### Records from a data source
++++++++

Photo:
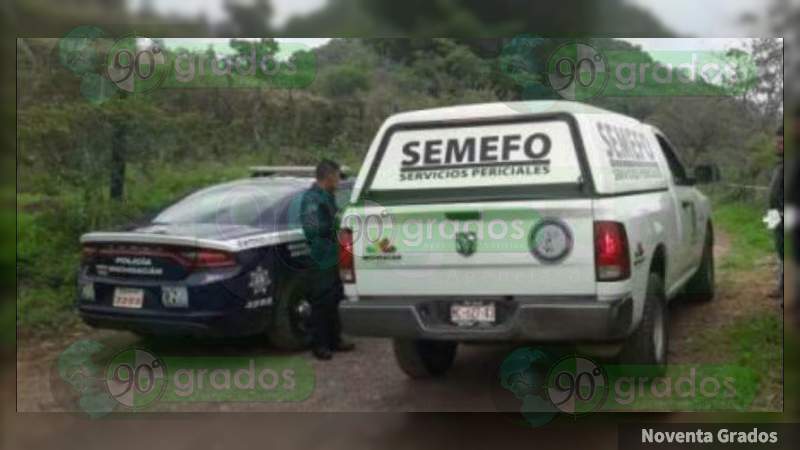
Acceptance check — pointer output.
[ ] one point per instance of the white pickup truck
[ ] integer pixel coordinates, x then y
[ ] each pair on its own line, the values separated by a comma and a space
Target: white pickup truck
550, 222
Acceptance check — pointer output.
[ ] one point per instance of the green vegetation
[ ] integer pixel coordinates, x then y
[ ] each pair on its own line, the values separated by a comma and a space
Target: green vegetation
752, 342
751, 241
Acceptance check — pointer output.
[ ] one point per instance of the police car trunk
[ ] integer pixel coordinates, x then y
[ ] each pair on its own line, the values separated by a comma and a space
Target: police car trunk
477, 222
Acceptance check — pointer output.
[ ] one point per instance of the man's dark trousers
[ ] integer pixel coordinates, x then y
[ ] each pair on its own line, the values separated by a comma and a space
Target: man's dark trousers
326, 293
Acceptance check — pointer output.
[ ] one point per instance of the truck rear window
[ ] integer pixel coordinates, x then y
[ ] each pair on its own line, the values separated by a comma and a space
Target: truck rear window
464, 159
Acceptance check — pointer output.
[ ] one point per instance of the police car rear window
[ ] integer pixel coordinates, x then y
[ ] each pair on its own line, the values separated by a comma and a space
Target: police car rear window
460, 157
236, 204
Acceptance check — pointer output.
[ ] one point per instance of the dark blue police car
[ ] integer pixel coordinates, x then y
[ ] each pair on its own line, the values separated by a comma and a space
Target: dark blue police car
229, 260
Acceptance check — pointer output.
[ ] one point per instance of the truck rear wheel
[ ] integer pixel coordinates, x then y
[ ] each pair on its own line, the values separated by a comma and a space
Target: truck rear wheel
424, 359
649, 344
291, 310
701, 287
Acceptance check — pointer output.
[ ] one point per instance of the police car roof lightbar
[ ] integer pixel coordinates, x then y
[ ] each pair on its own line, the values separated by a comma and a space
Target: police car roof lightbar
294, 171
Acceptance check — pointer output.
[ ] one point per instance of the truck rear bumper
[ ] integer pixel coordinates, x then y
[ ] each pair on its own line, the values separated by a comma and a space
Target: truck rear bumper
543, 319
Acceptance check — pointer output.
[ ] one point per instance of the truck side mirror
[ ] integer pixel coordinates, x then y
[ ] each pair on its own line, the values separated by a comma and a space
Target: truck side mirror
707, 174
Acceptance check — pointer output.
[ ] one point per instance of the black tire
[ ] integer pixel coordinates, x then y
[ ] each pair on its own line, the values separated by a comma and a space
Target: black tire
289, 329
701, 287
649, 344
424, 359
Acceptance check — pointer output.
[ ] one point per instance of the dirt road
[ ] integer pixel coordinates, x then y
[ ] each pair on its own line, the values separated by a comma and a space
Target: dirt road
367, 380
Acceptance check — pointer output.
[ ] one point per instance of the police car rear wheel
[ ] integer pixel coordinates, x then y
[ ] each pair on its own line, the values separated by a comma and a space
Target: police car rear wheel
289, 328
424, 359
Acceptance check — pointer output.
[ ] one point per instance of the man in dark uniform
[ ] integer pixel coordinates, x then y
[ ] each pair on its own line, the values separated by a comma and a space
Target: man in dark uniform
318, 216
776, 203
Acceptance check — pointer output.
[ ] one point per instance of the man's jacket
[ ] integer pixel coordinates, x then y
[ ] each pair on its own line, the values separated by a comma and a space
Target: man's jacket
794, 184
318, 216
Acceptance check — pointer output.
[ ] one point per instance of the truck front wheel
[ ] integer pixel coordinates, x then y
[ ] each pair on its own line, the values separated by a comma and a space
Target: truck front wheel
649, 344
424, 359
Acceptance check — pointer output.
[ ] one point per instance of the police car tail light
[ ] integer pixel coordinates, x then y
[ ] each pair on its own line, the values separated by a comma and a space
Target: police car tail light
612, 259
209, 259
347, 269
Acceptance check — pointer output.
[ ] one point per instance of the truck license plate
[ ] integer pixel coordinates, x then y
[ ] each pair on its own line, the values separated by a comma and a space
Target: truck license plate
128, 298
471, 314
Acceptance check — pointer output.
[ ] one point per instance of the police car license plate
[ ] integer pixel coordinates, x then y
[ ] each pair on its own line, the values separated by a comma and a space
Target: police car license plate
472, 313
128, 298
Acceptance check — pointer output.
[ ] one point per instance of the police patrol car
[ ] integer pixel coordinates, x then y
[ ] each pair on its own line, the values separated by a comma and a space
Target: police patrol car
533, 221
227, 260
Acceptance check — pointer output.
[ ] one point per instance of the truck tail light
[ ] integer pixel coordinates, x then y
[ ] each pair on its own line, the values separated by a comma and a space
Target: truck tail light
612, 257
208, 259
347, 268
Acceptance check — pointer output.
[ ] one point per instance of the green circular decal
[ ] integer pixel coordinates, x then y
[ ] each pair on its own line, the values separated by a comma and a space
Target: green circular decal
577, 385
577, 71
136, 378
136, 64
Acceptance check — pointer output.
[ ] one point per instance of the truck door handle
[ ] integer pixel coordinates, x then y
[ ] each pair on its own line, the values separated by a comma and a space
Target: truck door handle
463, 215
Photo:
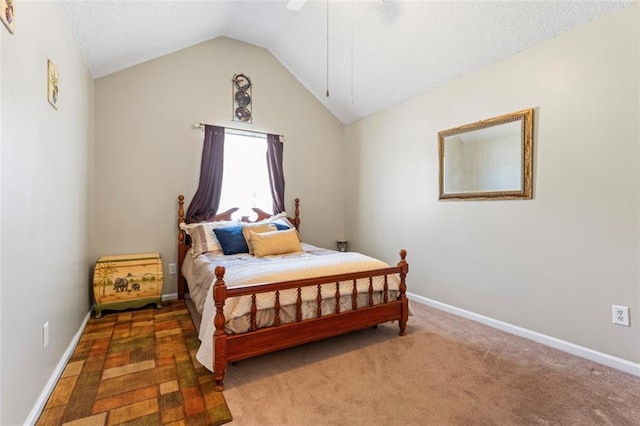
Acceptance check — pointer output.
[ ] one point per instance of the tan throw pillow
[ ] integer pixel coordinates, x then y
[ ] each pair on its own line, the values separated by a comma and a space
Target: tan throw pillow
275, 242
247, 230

++++++++

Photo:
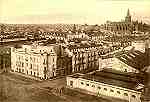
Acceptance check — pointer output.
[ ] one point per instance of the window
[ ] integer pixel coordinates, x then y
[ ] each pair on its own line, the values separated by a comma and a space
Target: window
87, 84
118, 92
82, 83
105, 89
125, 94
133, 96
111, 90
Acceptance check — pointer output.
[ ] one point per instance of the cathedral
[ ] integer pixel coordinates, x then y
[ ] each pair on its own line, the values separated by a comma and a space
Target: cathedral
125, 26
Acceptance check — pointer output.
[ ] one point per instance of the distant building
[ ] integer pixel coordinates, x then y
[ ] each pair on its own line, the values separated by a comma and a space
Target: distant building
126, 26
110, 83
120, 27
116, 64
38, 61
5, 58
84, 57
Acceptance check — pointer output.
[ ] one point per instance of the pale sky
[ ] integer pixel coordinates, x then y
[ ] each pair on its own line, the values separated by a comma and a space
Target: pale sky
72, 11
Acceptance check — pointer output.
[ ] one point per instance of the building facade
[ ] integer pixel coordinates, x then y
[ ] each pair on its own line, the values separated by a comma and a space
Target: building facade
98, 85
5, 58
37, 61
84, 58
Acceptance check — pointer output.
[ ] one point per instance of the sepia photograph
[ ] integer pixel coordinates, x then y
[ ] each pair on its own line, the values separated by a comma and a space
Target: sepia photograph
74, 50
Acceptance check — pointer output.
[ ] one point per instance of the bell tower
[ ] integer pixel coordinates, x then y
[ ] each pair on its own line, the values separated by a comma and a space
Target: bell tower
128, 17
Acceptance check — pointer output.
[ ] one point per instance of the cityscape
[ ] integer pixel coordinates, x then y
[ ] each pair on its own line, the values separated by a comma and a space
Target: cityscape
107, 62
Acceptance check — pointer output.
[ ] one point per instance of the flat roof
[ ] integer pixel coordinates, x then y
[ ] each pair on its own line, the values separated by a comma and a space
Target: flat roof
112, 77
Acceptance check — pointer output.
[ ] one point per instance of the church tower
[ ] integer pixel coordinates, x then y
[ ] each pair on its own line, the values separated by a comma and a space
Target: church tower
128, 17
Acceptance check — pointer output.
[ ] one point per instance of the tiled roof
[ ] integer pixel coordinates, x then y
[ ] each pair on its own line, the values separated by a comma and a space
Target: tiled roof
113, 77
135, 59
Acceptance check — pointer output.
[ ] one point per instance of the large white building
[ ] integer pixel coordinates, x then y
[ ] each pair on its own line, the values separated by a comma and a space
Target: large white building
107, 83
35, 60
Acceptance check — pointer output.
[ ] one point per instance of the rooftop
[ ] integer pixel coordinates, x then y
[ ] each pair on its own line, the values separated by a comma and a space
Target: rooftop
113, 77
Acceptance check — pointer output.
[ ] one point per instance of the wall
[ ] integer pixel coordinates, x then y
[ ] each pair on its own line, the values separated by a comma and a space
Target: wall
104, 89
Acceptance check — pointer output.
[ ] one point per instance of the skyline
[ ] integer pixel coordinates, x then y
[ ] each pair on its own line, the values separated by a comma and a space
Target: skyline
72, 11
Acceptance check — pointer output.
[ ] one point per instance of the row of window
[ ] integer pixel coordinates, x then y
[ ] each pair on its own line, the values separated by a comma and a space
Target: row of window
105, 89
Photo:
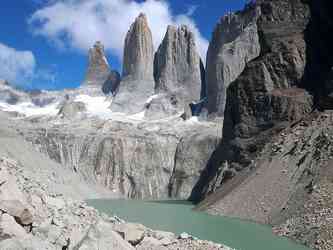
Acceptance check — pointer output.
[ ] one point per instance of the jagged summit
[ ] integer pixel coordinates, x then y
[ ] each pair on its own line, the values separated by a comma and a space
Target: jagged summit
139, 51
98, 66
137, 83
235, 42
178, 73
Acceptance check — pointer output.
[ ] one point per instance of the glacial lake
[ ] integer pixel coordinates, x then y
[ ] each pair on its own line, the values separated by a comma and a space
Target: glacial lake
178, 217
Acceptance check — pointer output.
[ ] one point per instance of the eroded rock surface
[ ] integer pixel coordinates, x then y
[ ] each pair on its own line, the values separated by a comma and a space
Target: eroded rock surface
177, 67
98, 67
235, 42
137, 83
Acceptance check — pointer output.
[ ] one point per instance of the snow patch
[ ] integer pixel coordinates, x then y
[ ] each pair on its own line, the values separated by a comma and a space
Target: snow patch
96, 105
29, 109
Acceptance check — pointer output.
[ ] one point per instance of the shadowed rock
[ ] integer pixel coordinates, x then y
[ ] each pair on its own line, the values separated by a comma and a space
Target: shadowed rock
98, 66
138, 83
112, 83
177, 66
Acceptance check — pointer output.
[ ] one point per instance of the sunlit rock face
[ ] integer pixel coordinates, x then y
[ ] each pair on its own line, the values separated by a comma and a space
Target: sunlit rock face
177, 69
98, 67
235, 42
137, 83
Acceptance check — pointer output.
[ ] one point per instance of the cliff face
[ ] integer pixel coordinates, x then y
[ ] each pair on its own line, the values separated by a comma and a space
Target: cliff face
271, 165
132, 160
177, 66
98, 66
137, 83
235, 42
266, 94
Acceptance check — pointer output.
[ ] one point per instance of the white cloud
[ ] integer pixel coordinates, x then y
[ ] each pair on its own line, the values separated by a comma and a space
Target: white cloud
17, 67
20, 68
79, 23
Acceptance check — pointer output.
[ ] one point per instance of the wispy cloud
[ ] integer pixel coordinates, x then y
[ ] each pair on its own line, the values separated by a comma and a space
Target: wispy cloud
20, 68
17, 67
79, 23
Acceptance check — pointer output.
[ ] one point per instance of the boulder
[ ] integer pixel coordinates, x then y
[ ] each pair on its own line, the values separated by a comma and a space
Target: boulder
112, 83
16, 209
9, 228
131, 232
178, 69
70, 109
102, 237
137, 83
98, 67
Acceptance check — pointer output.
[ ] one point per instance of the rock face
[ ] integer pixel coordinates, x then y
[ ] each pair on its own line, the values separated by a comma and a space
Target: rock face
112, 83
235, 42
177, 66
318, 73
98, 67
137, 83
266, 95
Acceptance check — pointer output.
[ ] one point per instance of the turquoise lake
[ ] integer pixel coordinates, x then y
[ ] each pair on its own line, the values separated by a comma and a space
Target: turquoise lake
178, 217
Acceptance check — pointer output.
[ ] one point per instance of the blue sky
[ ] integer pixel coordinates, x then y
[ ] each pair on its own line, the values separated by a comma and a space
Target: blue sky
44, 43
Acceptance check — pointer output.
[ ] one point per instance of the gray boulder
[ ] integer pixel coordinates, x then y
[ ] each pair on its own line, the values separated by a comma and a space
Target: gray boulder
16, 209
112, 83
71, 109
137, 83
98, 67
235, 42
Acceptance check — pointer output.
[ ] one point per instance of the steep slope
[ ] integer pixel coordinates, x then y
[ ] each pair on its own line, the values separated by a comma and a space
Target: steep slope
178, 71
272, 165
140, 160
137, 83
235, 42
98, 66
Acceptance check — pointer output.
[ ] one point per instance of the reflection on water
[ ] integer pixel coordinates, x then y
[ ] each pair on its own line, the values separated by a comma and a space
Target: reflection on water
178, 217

++++++++

### WHAT YOU NEED TO DO
Pick out every line of the listing above that contains the word "water". Matching is case-sensitive.

### THE RESPONSE
[ ] one point per instance of the reflection on water
Target: reflection on water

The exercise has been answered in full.